AIM OF THE TASK: Set each entry down verbatim, omitting images.

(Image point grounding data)
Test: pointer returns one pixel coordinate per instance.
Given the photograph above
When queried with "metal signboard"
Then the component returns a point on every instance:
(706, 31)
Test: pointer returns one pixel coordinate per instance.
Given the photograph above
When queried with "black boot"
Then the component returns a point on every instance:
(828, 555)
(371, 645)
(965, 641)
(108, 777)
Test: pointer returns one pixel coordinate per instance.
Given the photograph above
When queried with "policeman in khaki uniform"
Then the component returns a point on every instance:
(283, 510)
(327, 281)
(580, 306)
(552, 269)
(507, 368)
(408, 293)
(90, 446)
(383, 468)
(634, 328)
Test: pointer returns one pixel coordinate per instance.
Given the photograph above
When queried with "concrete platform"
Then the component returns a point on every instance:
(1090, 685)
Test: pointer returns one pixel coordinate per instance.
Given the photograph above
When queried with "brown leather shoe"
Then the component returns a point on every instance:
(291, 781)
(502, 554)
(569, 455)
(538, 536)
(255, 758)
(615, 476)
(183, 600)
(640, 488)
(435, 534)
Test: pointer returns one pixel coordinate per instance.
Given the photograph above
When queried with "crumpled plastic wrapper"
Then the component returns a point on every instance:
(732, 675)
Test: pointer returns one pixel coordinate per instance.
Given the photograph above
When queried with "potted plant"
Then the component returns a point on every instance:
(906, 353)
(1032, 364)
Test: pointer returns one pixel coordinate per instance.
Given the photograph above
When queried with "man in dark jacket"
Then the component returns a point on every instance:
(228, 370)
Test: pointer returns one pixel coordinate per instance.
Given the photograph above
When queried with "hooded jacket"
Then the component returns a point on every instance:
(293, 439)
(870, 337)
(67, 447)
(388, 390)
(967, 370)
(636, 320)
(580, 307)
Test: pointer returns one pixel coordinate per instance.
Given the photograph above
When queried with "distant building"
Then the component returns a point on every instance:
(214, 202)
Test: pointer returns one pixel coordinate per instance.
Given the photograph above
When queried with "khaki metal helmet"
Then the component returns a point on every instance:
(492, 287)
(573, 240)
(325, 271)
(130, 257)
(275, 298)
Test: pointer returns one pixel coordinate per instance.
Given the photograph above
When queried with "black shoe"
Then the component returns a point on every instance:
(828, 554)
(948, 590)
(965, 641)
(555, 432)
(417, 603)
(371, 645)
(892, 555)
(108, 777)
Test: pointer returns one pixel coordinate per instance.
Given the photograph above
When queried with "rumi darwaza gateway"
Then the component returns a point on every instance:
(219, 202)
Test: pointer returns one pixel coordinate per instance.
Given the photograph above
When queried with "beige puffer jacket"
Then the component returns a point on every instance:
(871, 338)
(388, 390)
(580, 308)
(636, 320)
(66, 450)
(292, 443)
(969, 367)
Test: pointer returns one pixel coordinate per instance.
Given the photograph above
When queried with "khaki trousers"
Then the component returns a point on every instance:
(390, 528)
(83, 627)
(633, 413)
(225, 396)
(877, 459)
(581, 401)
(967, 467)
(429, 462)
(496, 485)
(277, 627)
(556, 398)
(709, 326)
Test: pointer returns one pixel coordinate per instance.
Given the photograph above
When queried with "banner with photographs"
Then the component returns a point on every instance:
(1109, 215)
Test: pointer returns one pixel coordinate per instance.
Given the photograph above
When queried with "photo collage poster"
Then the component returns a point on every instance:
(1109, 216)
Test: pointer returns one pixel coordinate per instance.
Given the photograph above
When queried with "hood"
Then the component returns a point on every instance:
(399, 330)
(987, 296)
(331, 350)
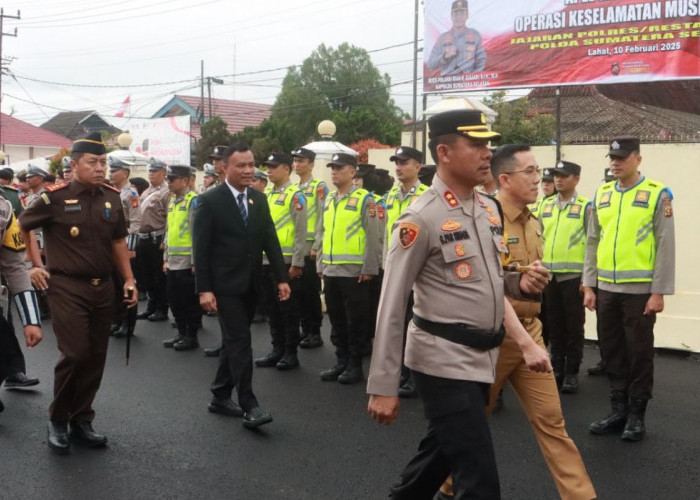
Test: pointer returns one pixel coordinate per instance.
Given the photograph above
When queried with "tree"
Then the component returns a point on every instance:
(214, 134)
(514, 124)
(339, 84)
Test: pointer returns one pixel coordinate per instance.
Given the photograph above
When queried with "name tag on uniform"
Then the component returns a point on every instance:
(641, 199)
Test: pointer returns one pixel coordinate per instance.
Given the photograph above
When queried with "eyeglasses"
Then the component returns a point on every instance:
(529, 171)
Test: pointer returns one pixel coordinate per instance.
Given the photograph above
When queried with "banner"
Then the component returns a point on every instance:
(489, 44)
(167, 139)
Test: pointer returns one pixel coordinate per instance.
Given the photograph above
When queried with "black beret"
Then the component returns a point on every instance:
(342, 159)
(91, 143)
(466, 122)
(218, 153)
(407, 153)
(179, 171)
(304, 153)
(622, 146)
(276, 159)
(567, 168)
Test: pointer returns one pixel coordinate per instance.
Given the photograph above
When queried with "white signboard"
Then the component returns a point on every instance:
(167, 139)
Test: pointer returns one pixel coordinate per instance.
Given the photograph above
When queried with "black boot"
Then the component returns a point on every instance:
(288, 362)
(332, 374)
(634, 428)
(311, 341)
(270, 359)
(614, 422)
(353, 373)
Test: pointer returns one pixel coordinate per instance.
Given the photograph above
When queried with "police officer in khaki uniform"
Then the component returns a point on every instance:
(447, 247)
(517, 174)
(288, 210)
(119, 171)
(630, 256)
(349, 260)
(315, 191)
(149, 249)
(85, 234)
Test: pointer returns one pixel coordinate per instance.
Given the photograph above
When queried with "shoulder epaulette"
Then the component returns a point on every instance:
(55, 187)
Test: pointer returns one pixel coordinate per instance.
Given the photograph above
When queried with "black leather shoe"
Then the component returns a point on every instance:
(171, 342)
(83, 433)
(19, 380)
(288, 362)
(225, 407)
(311, 341)
(212, 352)
(597, 369)
(570, 385)
(186, 344)
(145, 314)
(158, 316)
(268, 360)
(332, 374)
(57, 437)
(255, 417)
(352, 374)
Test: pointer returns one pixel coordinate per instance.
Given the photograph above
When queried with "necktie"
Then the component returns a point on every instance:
(242, 208)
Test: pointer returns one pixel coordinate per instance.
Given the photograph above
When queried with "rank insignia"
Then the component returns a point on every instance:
(450, 225)
(408, 232)
(463, 271)
(451, 199)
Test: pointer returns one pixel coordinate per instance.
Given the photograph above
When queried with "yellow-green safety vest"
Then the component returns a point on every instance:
(627, 246)
(179, 230)
(281, 211)
(395, 207)
(309, 192)
(564, 234)
(344, 236)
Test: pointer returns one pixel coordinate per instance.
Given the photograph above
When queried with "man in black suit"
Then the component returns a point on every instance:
(232, 227)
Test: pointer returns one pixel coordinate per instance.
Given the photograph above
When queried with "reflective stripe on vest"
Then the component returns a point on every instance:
(179, 231)
(395, 207)
(343, 233)
(627, 247)
(281, 211)
(564, 235)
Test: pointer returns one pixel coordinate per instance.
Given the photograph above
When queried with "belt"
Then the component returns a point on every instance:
(461, 333)
(93, 280)
(152, 235)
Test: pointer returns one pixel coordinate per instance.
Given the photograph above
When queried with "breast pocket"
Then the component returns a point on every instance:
(461, 263)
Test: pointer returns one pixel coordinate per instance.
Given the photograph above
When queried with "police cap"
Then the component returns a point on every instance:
(465, 122)
(277, 159)
(342, 159)
(407, 153)
(91, 143)
(304, 153)
(567, 168)
(622, 146)
(218, 153)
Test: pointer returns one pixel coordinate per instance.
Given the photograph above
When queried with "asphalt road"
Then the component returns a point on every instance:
(322, 445)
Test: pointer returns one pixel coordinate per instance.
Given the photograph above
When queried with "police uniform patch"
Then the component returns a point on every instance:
(463, 271)
(408, 232)
(450, 225)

RESULT:
Test: pointer returns one pixel coordinate per instance.
Given the photograph above
When queried with "metal signboard"
Then the component returns a point on every instance:
(706, 31)
Test: pointer returns one pixel coordinate per instance.
Given the photograph above
When queried with "black boot"
Then the component returns a point on every instance:
(828, 555)
(371, 645)
(965, 641)
(108, 777)
Test: pointer returns one pixel coordinate per instance.
Given the photograph above
When queried with "policeman in khaki uniform"
Then the component returns a point on every instance:
(283, 510)
(327, 281)
(580, 306)
(552, 269)
(507, 368)
(408, 293)
(90, 446)
(383, 468)
(634, 328)
Test: pointer returns one pixel coordinate per instance.
Given the photograph above
When queried with "concrete platform"
Then the component returns a point on every instance:
(1090, 685)
Test: pointer returns one pixel coordinate per instance.
Given the photograph above
When queried with "brown leather shoe"
Then the component returns a point on every instance:
(291, 781)
(502, 554)
(569, 455)
(538, 536)
(255, 758)
(615, 476)
(183, 600)
(640, 488)
(435, 534)
Test: pointer returns one pixel coordinate per instance.
Given the photograph above
When queried with "crumpled plastic wrapper"
Then the component returns a point on every instance:
(732, 675)
Test: pointer returns one pixel coordinate per instance.
Given the photograph above
When queried with "potted plant"
Then the component returns a point on every instance:
(906, 353)
(1032, 364)
Test: pointer returns one pixel coordinate per instance.
Given the photograph above
When queried with "man in dark jacket"
Then the component returns a point on every instance:
(228, 370)
Test: pointer returns one pixel coordinate per instance.
Given the photograph above
When queried with "hooded jacket"
Then the component returns a point on every instance:
(293, 439)
(870, 337)
(67, 447)
(388, 390)
(967, 370)
(636, 320)
(580, 307)
Test: pointer returns one pixel coordinate per instance.
Given the photograph above
When queried with "distant building"
Then the component returns a point on every instance:
(214, 202)
Test: pointer returns one pixel coordinate per instance.
Given the photograph above
When queried with "khaki metal helmet"
Then the component returns a point on every instance:
(492, 287)
(573, 240)
(325, 271)
(130, 257)
(275, 298)
Test: pointer returns one pixel coordinate per instance.
Given the photograph above
When queried with "black shoe"
Then the component returns a point on every instance:
(828, 554)
(948, 590)
(965, 641)
(555, 432)
(417, 603)
(371, 645)
(892, 555)
(108, 777)
Test: pointer returns one pixel coordinate per instance.
Given the photograph above
When queried with "rumi darwaza gateway"
Then the component returns a point on every instance:
(219, 202)
Test: pointer returns one pixel coordinate per instance.
Given the photograph above
When queried with "beige puffer jacket"
Then the component returns a point on every instance:
(871, 338)
(388, 390)
(580, 308)
(636, 320)
(66, 450)
(292, 443)
(969, 367)
Test: pointer returns one pixel coordinate per instance.
Given the photograph above
When queried with "khaki trousers"
Then the component returns a point on every instance:
(390, 528)
(83, 627)
(633, 413)
(225, 396)
(877, 459)
(581, 401)
(967, 467)
(429, 462)
(496, 485)
(277, 627)
(556, 398)
(709, 326)
Test: pointer returns one pixel coordinate per instance.
Given the photograph above
When queried with "banner with photographs"
Then the component returns a point on every instance:
(1109, 215)
Test: pointer returns one pixel coordinate per instance.
Given the photograph above
When queried with "photo collage poster"
Then the component returns a point on every instance:
(1109, 216)
Test: pointer returns one pixel coordinate per instance.
Given the photograph above
When queried with "hood"
Then the component returns a point on every instance:
(399, 330)
(987, 296)
(331, 350)
Test: pointer returns one pixel coordinate per instance.
Given the photograph above
When queried with "tree"
Then the component returns a point on every instance:
(214, 134)
(514, 124)
(339, 84)
Test: pointer returns one pixel coordinate per instance.
Given the photograph above
When queried with "name tag on uniform"
Then the component returns a point on every instance:
(641, 199)
Test: pointer returns one pixel coordinate per instance.
Given the photograph above
When queried with "eyeglasses"
Then the component returns a point on every instance:
(529, 171)
Test: pointer returns one pixel coordinate per instance.
Given the photograph above
When queried with "banner"
Then the component returns a point on every instance:
(489, 44)
(167, 139)
Test: pointer returns one pixel coordinate per instance.
Given the photograph above
When queried with "black beret"
Then the component returns a point on every instance:
(342, 159)
(91, 143)
(466, 122)
(218, 153)
(407, 153)
(179, 171)
(304, 153)
(622, 146)
(276, 159)
(567, 168)
Test: pointer returns one pixel coordinate per instance.
Given the photograph above
When queried with "white signboard"
Then the component returns a point on every instance:
(167, 139)
Test: pointer returns one pixel coordinate per instance.
Given the photograph above
When queried with "black boot"
Then the component returns a point on every instance:
(288, 362)
(332, 374)
(634, 428)
(311, 341)
(270, 359)
(614, 422)
(353, 373)
Test: pointer returns one pixel coordinate per instance.
Given the photograph above
When queried with "police officer in khaki uniform"
Then the component returns a point on every instance:
(447, 247)
(517, 174)
(288, 210)
(119, 171)
(630, 256)
(349, 260)
(315, 191)
(149, 249)
(85, 234)
Test: pointer returns one pixel coordinate per instance.
Given the photograph above
When queried with "shoulder epaulette"
Then the component returns a point on every instance:
(55, 187)
Test: pointer returns one pixel coordinate per instance.
Given the photograph above
When queried with "black leather shoe"
Then the component returns a point on every instance:
(171, 342)
(83, 433)
(19, 380)
(288, 362)
(225, 407)
(311, 341)
(212, 352)
(597, 369)
(570, 385)
(186, 344)
(145, 314)
(158, 316)
(268, 360)
(332, 374)
(57, 437)
(255, 417)
(352, 374)
Test: pointer returns one pixel coordinate per instance.
Given the photograph above
When queried with "necktie"
Then the component returns a point on every instance:
(242, 208)
Test: pointer returns one pixel coordinate per instance.
Given the photograph above
When queried with "rank insignia"
Then the component returns a point on every instance:
(450, 225)
(408, 232)
(463, 271)
(451, 199)
Test: pointer returns one pixel coordinate per instance.
Given the photograph above
When queried with "yellow-green safety vest"
Then the component returns a point on every instance:
(627, 246)
(179, 230)
(281, 211)
(395, 207)
(309, 192)
(564, 234)
(344, 236)
Test: pointer returns one pixel coordinate per instance.
Given the photograph above
When queried with "man in black suit"
Then the component returns a point on every instance:
(232, 227)
Test: pointer returns one pixel coordinate per instance.
Given the photograph above
When queried with "reflective stripe on vest"
Then the component returns a point on every instance:
(179, 231)
(395, 207)
(343, 233)
(627, 247)
(281, 211)
(564, 235)
Test: pointer returns one pixel coordinate per instance.
Given the photograph above
When queried with "belt"
Then the component returns a point on every instance:
(461, 333)
(93, 280)
(152, 235)
Test: pointer returns one pixel coordinate per instance.
Given the photograph above
When queried with "breast pocket"
Then the component returns a point on every instance:
(461, 263)
Test: pointer returns one pixel coordinate per instance.
Given the photograph above
When queried with "police cap"
Then the component returns a point on every instance:
(465, 122)
(277, 159)
(342, 159)
(407, 153)
(91, 143)
(304, 153)
(567, 168)
(622, 146)
(218, 153)
Test: pointer returns one pixel coordinate per instance.
Given the photograph above
When queried with "asphalt road"
Then the component returns a point on every instance:
(322, 445)
Test: pointer returns one pixel coordinate per instance.
Given the photograph above
When queried with "police uniform patch"
Then the component returns a point on every instance:
(463, 271)
(408, 232)
(450, 225)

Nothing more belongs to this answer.